● Enunciado:
Enumera todos los países, regiones y ciudades que se nombran en el texto sobre Fernando Botero que aparece más abajo.

● Fragmento del documento:
Tardó más de 20 años en encontrar su estilo. Nunca se rindió y siempre luchó contra multitud de estereotipos y malentendidos

Quiero rendirle homenaje al hombre genial y al innovador maestro, al artista que inventó el volumen del siglo XX basándose en los pintores renacentistas, y que confrontó directamente cuando le dieron una beca para ir a estudiar Italia mientras se recorría la Toscana en moto y en bicicleta. 

Me contaba que había pintores que encontraban su estilo en un año, pero que él había tardado más de 20 en encontrarlo. Fernando nunca se rindió y siempre luchó contra multitud de estereotipos y malentendidos.

[Botero o el fin de la modernidad]

Cuando, tras descubrir en México lo que sería su estilo, se fue a Nueva York, capital en aquellos años 60 del arte moderno, con 100 dólares en el bolsillo. Apenas hablaba tres palabras en inglés y se presentaba: “I am a painting”. Fue allí cuando, tras tres años sin galería —pintaba a contracorriente del estilo abstracto dominante— y vendiendo casi al peso sus dibujos, ocurrió lo inesperado: una exposición de la Mona Lisa en el Metropolitan coincidió con la compra de su cuadro titulado Mona Lisa por el MoMA y la prensa confundió unos y otros y su reconocimiento comenzó a crecer.

También sería un pionero en exponer esculturas en la calle, con aquella maravillosa primera exposición que hizo en París en los Campos Elíseos en los 70, en la cual la multitud acariciaba, como a él le gustaba, sensualmente sus obras.

Fernando Botero ha sido seguramente uno de los pintores más populares del siglo XX y ello ha tenido sus pros y sus contras. Se sentía tremendamente feliz cuando veía las larguísimas colas para visitar sus exposiciones. Siempre recordaba con asombro cómo, en medio de la nieve de París, había cientos de personas esperando a entrar en el Grand Palais. Era un símbolo de que lo que hacía era apreciado.

Pero esa popularidad inmensa fue malentendida por otra parte de la crítica de arte. A veces no se supo o no se quiso ver que detrás de ese estilo innovador y único que lo definía, y que se reconocía inmediatamente, había capas y capas de sabiduría.

Se sentía tremendamente feliz cuando veía las larguísimas colas para visitar sus exposiciones

El maestro Botero era un hombre que no se daba importancia y que, como los grandes artistas que buscan la excelencia, siempre se estaba cuestionando. Había estudiado a los grandes maestros de la historia, adoraba visitar museos del mundo y tenía un conocimiento apabullante de la Historia del Arte. Había muchos años de búsqueda y de cuestionamiento detrás del maravilloso estilo de volúmenes y colores magistrales de Fernando Botero.

Entradas de datos almacenados
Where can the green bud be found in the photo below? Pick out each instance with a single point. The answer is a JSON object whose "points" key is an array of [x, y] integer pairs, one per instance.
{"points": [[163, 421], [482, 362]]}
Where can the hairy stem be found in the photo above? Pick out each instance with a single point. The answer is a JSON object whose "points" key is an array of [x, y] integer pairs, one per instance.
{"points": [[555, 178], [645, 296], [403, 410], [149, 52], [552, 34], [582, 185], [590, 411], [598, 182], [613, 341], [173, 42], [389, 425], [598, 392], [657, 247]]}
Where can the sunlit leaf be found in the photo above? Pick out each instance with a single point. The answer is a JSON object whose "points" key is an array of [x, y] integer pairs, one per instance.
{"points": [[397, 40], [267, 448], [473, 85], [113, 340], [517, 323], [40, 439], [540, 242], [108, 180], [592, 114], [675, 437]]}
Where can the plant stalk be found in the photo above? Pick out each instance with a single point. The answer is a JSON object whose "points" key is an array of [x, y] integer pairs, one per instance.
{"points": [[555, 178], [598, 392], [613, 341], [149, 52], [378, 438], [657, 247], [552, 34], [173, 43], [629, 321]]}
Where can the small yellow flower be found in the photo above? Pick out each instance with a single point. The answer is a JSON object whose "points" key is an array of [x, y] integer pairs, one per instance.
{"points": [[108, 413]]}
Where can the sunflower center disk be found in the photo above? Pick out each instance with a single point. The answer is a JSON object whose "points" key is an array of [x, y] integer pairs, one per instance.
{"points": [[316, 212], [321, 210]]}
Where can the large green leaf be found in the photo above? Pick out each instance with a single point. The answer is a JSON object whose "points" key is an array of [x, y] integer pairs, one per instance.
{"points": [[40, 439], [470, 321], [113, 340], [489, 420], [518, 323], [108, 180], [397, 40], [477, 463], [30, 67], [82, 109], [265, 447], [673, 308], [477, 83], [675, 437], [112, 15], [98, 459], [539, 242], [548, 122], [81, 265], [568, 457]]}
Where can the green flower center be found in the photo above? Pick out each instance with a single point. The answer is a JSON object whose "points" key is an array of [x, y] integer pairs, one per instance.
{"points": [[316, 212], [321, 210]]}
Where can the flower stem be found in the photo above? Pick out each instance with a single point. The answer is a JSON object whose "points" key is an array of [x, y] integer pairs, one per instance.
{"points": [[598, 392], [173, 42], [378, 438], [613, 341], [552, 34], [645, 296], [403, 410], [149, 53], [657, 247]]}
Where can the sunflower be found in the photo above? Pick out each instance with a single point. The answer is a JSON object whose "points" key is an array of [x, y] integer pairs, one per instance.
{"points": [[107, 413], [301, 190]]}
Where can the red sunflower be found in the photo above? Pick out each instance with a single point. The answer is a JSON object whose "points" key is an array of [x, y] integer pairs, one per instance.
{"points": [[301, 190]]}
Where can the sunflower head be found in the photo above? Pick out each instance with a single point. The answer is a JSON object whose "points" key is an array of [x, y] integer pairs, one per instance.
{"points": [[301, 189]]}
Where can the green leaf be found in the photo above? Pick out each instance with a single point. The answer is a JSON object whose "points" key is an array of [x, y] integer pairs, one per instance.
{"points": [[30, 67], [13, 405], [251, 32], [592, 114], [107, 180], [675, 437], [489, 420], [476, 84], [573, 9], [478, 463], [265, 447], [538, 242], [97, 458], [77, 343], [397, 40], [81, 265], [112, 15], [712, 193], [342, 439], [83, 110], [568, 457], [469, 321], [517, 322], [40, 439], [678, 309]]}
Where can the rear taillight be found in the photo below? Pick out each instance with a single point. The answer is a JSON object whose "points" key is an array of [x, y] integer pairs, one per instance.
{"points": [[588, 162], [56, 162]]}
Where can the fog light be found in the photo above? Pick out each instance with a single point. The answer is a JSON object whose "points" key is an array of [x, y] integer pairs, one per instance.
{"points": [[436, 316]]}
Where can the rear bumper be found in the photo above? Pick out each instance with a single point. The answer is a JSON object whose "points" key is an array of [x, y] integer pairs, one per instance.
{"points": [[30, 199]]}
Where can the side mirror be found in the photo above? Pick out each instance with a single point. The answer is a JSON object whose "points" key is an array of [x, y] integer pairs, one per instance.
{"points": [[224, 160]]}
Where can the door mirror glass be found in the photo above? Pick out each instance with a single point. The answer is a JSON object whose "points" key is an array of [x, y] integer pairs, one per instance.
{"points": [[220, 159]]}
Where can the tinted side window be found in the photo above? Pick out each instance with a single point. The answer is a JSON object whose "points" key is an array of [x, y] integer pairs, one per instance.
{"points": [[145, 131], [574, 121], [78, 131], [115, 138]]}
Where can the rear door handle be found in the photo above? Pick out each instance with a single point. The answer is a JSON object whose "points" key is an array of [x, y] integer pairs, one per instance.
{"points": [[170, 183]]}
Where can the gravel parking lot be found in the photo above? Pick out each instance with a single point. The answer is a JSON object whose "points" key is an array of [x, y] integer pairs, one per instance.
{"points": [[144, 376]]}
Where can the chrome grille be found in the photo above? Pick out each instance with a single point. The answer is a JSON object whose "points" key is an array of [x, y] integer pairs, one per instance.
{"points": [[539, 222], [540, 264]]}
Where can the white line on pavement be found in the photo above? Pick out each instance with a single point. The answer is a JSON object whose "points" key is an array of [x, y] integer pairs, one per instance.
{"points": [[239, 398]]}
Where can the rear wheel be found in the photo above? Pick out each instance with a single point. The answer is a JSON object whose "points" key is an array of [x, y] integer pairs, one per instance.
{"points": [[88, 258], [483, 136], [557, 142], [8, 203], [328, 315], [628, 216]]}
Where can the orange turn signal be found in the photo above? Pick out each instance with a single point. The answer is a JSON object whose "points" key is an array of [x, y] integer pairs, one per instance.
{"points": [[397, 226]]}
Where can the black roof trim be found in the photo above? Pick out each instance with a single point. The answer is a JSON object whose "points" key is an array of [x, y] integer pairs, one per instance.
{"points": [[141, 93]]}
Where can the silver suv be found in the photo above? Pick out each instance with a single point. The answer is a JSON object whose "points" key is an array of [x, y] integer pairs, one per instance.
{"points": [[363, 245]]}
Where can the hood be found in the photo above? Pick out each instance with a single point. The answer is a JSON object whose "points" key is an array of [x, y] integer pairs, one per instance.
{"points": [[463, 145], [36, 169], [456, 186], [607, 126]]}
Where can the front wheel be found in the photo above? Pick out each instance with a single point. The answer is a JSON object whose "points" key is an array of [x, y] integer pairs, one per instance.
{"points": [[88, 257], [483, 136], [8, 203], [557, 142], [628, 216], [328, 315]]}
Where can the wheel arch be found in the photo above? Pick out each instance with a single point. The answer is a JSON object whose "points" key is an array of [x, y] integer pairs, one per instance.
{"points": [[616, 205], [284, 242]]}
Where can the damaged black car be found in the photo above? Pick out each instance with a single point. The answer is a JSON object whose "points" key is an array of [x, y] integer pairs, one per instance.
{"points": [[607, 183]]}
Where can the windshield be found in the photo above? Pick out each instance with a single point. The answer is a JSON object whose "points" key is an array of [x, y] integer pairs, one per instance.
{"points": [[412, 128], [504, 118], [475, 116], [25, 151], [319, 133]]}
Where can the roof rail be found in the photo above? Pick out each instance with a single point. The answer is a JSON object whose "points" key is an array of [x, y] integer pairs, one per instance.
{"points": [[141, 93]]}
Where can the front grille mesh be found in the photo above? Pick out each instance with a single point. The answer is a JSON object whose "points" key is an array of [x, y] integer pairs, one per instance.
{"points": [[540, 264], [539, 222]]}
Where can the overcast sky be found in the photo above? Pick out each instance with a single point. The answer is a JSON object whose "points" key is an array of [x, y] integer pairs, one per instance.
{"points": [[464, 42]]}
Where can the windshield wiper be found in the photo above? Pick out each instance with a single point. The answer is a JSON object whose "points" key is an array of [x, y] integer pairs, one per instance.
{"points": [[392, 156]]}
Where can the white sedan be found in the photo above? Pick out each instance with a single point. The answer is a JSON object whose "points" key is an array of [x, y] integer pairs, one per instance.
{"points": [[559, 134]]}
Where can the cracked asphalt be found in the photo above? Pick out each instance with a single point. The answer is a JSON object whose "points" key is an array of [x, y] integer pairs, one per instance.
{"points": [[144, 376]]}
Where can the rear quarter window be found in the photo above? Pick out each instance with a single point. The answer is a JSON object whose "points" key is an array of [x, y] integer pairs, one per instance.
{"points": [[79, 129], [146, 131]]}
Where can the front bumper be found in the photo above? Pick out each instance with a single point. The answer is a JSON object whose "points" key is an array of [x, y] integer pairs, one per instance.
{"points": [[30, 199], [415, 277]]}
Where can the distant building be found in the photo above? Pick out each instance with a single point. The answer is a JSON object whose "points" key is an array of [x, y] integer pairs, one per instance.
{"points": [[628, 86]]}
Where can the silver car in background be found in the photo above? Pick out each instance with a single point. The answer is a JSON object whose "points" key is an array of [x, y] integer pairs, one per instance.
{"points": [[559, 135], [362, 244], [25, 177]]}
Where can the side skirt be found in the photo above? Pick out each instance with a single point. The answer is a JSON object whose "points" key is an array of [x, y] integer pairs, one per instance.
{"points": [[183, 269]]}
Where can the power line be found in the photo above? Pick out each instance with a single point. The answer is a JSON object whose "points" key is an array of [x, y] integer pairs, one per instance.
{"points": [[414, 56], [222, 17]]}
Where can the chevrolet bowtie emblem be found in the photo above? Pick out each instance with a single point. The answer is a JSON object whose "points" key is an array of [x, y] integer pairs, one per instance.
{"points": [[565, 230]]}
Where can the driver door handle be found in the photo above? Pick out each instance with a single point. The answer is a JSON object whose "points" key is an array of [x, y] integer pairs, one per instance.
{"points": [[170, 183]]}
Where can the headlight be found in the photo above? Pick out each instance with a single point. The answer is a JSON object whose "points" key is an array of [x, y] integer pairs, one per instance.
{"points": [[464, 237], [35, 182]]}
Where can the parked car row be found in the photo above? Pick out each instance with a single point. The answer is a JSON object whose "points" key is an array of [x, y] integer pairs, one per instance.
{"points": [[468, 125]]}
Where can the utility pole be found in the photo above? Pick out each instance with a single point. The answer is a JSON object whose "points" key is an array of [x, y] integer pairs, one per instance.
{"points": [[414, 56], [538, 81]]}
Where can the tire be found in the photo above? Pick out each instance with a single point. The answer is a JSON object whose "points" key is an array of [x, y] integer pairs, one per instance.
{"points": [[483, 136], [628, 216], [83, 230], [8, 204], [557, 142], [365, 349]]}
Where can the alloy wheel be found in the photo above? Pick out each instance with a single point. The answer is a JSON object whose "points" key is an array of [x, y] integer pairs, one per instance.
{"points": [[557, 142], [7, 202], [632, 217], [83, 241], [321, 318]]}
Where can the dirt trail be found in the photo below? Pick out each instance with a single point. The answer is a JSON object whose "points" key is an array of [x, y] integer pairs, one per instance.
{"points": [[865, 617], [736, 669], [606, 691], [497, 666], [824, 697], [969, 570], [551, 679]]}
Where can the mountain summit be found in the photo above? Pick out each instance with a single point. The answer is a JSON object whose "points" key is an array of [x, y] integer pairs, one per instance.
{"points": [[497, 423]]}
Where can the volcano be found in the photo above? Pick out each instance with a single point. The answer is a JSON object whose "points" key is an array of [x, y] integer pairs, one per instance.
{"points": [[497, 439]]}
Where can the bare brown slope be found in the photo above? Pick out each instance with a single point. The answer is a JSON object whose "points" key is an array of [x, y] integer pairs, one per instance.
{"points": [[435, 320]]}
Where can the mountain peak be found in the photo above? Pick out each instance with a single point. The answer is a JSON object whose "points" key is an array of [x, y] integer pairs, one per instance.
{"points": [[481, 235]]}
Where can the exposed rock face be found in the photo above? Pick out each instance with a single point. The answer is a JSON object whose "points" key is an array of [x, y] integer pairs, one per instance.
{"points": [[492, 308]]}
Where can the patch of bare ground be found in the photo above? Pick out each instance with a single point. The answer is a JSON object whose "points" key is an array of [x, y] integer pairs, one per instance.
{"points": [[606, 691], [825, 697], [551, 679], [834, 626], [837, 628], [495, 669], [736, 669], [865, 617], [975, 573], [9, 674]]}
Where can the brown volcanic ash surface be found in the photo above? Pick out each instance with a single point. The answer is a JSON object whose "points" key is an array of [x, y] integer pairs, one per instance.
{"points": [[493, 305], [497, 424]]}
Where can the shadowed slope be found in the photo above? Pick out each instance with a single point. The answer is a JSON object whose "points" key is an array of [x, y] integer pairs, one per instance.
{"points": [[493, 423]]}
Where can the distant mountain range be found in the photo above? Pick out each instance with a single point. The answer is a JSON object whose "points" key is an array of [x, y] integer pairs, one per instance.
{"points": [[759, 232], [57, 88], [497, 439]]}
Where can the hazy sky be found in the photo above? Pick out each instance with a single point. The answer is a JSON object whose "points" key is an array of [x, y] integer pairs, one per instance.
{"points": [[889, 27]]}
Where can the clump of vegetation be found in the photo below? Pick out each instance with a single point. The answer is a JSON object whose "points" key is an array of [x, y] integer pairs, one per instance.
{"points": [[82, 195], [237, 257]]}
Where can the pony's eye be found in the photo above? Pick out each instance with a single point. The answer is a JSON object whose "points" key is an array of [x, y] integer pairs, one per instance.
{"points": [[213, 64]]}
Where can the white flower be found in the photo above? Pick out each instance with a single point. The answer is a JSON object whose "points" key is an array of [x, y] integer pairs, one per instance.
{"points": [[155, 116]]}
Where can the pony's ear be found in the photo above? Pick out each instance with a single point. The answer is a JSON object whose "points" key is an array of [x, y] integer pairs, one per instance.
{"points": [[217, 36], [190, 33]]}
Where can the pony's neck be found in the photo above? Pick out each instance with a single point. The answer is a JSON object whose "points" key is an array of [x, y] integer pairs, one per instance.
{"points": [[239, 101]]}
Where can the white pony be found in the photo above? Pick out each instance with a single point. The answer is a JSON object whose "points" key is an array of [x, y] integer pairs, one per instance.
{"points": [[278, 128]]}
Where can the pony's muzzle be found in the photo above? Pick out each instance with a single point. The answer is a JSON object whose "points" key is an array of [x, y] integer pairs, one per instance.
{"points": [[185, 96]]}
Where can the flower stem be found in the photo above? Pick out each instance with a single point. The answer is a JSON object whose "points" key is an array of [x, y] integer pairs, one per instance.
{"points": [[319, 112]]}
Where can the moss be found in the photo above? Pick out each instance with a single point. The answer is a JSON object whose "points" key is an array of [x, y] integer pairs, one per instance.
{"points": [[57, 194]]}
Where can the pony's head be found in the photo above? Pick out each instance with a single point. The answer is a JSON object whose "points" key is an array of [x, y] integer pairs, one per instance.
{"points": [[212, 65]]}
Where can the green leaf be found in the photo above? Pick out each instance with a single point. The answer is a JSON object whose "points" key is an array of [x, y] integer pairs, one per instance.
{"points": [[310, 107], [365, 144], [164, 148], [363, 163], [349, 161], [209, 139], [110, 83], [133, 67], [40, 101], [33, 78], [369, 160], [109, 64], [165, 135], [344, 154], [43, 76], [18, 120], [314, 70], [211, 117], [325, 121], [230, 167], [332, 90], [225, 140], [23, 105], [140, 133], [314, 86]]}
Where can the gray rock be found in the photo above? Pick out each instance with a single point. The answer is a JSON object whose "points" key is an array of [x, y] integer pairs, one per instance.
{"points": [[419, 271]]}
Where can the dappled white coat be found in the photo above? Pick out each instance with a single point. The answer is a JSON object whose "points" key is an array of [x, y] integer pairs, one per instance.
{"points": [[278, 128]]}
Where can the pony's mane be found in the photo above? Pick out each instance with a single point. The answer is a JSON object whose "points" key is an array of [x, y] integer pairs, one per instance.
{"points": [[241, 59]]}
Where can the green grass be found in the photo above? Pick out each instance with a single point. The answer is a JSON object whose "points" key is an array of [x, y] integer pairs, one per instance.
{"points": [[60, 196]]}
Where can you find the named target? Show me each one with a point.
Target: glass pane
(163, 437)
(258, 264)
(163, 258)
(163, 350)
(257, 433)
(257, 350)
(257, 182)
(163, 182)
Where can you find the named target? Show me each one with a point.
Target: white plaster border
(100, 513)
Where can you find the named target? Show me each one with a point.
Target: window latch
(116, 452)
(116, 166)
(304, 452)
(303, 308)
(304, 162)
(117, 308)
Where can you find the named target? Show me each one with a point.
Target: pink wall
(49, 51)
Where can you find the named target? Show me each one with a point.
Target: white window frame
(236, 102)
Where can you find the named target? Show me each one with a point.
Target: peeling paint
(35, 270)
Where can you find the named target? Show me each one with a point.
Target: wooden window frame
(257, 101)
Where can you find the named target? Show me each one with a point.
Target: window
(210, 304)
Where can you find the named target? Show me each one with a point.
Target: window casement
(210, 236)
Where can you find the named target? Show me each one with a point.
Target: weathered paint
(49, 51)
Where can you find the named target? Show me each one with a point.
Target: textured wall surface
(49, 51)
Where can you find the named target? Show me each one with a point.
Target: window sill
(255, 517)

● Respuesta:
Italia, Toscana, México, Nueva York, París